* Selected passage
Дата публикации

Expert Reflections on the Eve of the SCO Summit in Tianjin

SKAZHINEMOLCHI (27.08.2025)
(print version of the interview)

On August 27, 2025, Yuri Yarmolinsky, analyst at the Belarusian Institute for Strategic Research (BISR), head of the Center for SCO and BRICS Studies, answered questions from the hosts of the program “Skazhinemolchi” (eng. – “Tell, do not keep silent”) Victoria Popova and Tatyana Shcherbina.

The conversation focused on the upcoming SCO Heads of State Summit in Tianjin, China (August 31 – September 1), on certain aspects of Belarus’s engagement with BRICS, and on how BISR is embedding itself into the expert tracks of these two international blocs.

Hosts: In just a few days, the SCO summit will be held in Tianjin, China, bringing together leaders of more than 20 countries and heads of international organizations. This will be the largest summit since the Organization’s creation. What is on the agenda, what issues are expected to be discussed?

* Records
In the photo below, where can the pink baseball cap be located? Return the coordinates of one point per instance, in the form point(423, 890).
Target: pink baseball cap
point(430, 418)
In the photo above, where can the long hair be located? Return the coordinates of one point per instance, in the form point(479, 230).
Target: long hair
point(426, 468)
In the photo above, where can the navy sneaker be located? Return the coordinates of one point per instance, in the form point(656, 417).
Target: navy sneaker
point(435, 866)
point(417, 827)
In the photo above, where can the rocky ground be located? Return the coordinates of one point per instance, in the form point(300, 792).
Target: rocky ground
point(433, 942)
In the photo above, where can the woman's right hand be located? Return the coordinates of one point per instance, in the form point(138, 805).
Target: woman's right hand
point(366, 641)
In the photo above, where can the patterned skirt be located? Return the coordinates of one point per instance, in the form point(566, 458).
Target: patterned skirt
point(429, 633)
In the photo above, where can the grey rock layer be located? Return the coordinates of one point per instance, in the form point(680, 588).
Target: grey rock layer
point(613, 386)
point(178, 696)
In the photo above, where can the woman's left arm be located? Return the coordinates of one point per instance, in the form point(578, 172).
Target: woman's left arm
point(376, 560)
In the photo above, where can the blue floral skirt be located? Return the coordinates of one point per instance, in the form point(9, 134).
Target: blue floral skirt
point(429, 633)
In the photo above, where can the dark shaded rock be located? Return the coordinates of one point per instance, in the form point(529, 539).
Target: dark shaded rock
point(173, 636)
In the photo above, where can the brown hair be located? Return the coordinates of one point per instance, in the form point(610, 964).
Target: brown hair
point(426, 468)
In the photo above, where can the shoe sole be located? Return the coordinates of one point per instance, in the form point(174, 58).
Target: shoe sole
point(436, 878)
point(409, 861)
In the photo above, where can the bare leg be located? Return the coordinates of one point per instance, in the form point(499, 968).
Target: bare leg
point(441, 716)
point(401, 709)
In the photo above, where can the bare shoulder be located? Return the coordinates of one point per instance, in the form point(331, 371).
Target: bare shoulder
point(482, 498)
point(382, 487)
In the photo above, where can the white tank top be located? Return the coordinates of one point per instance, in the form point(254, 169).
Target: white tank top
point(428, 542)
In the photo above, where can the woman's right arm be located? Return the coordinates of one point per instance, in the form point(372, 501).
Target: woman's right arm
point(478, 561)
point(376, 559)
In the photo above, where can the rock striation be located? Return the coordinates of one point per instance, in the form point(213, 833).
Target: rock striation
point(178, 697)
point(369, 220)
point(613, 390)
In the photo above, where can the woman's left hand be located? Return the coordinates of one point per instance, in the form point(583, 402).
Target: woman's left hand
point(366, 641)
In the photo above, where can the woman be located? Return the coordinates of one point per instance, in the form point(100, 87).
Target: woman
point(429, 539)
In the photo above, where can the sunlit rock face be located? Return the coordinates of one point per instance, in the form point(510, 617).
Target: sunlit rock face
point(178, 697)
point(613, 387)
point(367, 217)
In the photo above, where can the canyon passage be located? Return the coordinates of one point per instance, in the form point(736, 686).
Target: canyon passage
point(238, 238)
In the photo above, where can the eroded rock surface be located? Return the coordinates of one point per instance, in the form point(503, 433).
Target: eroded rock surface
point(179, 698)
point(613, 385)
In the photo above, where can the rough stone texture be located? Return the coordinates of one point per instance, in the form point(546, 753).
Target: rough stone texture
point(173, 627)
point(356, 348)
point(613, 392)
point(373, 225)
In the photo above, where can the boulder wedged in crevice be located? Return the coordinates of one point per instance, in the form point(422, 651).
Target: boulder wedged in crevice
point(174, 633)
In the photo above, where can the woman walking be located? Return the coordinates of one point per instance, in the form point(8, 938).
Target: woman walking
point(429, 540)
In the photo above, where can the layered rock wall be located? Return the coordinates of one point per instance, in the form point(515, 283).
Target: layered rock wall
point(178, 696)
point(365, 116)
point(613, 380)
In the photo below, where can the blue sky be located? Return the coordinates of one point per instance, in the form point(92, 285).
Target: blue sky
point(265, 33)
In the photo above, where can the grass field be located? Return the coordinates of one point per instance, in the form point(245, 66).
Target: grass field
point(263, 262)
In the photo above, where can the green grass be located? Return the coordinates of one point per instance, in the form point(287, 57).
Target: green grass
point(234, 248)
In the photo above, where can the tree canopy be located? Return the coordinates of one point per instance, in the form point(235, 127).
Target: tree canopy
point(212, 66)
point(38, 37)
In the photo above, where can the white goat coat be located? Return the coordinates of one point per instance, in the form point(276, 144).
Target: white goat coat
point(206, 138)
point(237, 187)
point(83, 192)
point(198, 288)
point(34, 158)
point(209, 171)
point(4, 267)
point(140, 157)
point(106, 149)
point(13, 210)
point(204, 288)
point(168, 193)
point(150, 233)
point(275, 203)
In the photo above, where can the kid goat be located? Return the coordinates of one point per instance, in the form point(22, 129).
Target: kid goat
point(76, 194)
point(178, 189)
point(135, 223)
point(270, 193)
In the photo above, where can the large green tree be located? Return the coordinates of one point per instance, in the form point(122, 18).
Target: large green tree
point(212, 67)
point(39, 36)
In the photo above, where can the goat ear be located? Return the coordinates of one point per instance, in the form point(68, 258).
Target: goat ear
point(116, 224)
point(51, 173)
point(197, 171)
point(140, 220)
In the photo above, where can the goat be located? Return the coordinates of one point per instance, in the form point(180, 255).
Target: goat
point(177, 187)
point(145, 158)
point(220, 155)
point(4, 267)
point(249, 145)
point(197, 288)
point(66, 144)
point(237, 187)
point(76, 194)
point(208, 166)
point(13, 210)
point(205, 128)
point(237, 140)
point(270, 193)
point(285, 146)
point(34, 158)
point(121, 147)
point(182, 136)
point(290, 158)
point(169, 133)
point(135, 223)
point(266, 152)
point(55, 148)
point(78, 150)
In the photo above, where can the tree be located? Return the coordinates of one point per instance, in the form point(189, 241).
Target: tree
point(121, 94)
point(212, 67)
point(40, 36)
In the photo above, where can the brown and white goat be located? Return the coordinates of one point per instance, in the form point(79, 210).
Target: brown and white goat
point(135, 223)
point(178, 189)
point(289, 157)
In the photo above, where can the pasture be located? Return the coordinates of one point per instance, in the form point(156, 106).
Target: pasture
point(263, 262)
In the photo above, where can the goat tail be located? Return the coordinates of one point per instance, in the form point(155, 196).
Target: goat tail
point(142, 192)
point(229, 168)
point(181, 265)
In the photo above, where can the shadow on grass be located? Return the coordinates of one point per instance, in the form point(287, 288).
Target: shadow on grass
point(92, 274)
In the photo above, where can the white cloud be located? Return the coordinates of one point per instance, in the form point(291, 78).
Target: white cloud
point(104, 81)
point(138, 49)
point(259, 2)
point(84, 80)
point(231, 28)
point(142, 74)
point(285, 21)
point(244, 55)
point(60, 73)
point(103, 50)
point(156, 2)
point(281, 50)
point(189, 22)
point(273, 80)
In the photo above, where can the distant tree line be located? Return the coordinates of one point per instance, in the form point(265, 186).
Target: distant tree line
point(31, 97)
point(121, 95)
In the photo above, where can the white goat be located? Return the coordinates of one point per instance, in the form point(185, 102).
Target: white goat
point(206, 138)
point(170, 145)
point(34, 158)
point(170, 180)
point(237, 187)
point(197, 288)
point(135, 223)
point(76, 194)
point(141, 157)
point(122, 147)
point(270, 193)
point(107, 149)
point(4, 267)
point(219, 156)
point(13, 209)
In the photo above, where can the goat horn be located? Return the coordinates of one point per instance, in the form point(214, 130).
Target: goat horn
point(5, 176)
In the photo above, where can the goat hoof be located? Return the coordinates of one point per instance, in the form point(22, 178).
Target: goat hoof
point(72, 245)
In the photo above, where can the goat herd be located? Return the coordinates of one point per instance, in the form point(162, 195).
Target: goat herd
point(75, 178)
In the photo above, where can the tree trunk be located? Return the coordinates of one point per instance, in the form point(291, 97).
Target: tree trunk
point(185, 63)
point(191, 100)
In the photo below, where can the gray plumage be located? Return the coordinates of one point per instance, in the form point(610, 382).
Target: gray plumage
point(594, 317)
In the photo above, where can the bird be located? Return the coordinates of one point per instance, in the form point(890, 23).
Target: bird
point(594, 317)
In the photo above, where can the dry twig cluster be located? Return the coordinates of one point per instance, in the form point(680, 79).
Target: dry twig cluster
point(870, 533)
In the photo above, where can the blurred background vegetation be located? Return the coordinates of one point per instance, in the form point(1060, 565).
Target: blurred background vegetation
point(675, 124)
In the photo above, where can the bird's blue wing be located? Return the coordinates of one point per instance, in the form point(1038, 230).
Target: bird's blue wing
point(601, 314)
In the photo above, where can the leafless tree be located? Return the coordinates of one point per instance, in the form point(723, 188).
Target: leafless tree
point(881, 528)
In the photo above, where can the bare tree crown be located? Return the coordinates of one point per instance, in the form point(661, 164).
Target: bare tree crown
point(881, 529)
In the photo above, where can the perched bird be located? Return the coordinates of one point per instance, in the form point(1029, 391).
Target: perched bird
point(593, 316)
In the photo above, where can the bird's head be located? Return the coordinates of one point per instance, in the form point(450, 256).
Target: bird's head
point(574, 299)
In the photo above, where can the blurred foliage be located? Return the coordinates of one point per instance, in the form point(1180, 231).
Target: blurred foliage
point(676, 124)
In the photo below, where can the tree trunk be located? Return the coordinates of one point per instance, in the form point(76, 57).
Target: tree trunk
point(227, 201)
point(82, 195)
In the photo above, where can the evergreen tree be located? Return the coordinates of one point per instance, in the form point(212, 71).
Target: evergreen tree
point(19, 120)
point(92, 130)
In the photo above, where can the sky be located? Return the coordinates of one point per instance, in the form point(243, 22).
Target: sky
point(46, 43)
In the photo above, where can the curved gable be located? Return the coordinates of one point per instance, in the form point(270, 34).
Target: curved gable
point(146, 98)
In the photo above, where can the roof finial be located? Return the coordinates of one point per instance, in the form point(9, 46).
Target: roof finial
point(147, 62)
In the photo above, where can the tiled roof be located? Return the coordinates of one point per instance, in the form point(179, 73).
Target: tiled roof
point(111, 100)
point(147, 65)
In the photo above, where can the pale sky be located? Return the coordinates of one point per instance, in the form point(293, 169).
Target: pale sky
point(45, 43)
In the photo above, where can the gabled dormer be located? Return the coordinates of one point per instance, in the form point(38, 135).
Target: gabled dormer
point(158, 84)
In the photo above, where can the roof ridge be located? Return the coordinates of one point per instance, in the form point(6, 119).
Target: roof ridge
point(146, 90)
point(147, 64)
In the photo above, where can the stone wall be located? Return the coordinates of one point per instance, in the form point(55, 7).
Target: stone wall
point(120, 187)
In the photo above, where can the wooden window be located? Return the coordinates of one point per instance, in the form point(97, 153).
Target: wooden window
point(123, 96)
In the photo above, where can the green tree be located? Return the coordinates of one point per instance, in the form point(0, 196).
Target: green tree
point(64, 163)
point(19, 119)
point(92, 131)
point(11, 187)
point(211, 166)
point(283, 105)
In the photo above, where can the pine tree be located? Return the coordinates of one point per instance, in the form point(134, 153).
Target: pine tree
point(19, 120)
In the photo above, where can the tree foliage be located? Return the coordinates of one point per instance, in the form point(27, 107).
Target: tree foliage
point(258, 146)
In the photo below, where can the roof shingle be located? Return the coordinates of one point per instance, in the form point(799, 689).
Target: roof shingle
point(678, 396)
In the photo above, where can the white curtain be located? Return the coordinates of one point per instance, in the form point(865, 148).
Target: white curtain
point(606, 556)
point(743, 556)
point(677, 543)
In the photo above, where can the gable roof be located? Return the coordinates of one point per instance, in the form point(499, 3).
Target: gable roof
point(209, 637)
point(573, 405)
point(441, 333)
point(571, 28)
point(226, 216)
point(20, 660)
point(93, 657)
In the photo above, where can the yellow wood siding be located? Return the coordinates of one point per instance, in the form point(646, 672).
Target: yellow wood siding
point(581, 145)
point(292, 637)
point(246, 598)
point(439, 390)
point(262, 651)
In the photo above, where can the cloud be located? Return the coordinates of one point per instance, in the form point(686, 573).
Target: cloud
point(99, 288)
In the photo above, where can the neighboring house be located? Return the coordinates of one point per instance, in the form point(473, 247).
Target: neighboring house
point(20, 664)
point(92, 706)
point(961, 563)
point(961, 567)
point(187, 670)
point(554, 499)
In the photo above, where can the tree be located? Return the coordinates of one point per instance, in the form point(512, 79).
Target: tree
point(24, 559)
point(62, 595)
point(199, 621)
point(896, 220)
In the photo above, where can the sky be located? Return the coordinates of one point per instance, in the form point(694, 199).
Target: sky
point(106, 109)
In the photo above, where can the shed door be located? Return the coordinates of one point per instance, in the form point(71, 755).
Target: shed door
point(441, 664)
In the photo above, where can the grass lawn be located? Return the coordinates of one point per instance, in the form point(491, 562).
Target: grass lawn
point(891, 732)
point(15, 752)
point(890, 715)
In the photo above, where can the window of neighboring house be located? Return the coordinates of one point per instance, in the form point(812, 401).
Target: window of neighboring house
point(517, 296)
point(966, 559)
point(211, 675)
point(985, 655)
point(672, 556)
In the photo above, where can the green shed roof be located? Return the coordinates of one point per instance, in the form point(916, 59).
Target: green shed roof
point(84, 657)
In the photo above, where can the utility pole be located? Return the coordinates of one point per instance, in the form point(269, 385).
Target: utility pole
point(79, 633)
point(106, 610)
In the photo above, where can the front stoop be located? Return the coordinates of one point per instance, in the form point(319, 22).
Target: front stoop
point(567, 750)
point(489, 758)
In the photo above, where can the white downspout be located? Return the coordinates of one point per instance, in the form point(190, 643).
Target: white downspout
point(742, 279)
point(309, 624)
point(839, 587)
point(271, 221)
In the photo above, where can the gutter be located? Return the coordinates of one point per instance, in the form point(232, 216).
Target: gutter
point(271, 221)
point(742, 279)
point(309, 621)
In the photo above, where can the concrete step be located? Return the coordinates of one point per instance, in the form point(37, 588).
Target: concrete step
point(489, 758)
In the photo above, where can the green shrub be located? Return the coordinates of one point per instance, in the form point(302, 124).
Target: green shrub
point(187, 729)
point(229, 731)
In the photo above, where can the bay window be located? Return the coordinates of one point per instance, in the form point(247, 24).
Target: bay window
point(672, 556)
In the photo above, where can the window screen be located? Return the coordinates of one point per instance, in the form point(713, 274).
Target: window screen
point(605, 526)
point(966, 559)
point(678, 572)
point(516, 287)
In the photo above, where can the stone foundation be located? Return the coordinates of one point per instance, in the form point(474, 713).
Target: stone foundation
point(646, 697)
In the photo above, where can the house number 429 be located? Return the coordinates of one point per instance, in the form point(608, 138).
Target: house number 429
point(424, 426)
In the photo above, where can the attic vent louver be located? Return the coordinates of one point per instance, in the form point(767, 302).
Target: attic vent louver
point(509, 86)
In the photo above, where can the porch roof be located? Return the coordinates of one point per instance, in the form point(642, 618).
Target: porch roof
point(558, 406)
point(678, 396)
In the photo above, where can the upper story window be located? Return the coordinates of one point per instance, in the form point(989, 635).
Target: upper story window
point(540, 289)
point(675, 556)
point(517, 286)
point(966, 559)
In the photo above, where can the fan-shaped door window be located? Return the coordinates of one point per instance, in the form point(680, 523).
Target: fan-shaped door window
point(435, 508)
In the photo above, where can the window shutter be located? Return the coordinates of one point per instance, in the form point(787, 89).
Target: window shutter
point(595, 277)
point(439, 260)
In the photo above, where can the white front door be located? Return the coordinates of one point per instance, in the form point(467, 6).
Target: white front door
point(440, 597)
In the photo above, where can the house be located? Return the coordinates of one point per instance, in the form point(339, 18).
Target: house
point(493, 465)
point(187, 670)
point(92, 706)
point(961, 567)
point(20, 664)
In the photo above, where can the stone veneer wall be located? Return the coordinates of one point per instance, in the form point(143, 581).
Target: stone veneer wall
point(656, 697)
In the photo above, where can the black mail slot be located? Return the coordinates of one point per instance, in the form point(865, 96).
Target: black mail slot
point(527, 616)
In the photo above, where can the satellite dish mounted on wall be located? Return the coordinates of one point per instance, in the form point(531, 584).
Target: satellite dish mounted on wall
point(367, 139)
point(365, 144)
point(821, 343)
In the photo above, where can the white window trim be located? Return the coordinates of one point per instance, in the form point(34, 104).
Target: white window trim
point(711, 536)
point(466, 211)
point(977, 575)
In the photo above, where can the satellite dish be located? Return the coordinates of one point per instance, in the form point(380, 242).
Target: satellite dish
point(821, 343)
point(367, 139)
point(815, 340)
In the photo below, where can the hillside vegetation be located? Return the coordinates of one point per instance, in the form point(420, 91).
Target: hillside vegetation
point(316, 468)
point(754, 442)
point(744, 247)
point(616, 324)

* Direction 1
Render part of the records as a JSON list of strings, one string per line and blank lines omitted: begin at the line that contains "In the photo above, where can the tree canopy", and stop after the line that contains "point(140, 220)".
* Direction 2
Extend the interview on the SCO summit in Tianjin from the point where it stops.
The interview and the records are unrelated material.

* Right answer 1
[
  "In the photo above, where can the tree canopy be located? Return the coordinates of one point per instance, in the form point(235, 127).",
  "Target: tree canopy",
  "point(212, 66)",
  "point(38, 37)",
  "In the photo above, where can the white goat coat be located? Return the coordinates of one point per instance, in the form point(276, 144).",
  "Target: white goat coat",
  "point(206, 138)",
  "point(237, 187)",
  "point(83, 192)",
  "point(198, 288)",
  "point(34, 158)",
  "point(209, 171)",
  "point(4, 267)",
  "point(140, 157)",
  "point(106, 149)",
  "point(13, 210)",
  "point(204, 288)",
  "point(168, 193)",
  "point(150, 233)",
  "point(275, 203)",
  "In the photo above, where can the kid goat be located? Return the coordinates of one point per instance, in the form point(22, 129).",
  "Target: kid goat",
  "point(76, 194)",
  "point(178, 189)",
  "point(135, 223)",
  "point(270, 193)",
  "In the photo above, where can the large green tree be located? Return the coordinates of one point per instance, in the form point(122, 18).",
  "Target: large green tree",
  "point(212, 67)",
  "point(39, 36)",
  "In the photo above, where can the goat ear be located? Return the coordinates of one point per instance, in the form point(68, 258).",
  "Target: goat ear",
  "point(116, 224)",
  "point(51, 173)",
  "point(197, 171)",
  "point(140, 220)"
]

* Right answer 2
Yuri Yarmolinsky: At the forthcoming SCO summit, as usual, a broad range of issues will be discussed. These include trade, investment, science, technology, innovation, and mechanisms for financial support of project activities. The agenda also covers strengthening cooperation in energy, connectivity, the digital economy, and “green” technologies. Of course, security will also be discussed—it is impossible to avoid it. The culmination of all deliberations will be the Tianjin Declaration, reflecting the common position of member states on current international and regional issues. The draft document includes more than 80 provisions! We are confident that the decisions adopted will further consolidate the institutional foundation of the SCO.

Hosts: There will also be an SCO+ summit. The first such event was held last year in Astana. Why was such a format needed?

Yuri Yarmolinsky: The “SCO+” format presupposes a broader discussion involving not only heads of state and government of the member states, but also dialogue partners, observers, and other invited leaders. This approach underscores the open nature of the SCO, its commitment to multilateralism, and the plurality of opinions and positions. This year, the meeting in this format will take place on September 1, back-to-back with the Council of Heads of State, with participation from about 30 countries and multilateral organizations.

Hosts: Could the upcoming summit adopt decisions on admitting new members, new observers, or new dialogue partners? What countries might these be?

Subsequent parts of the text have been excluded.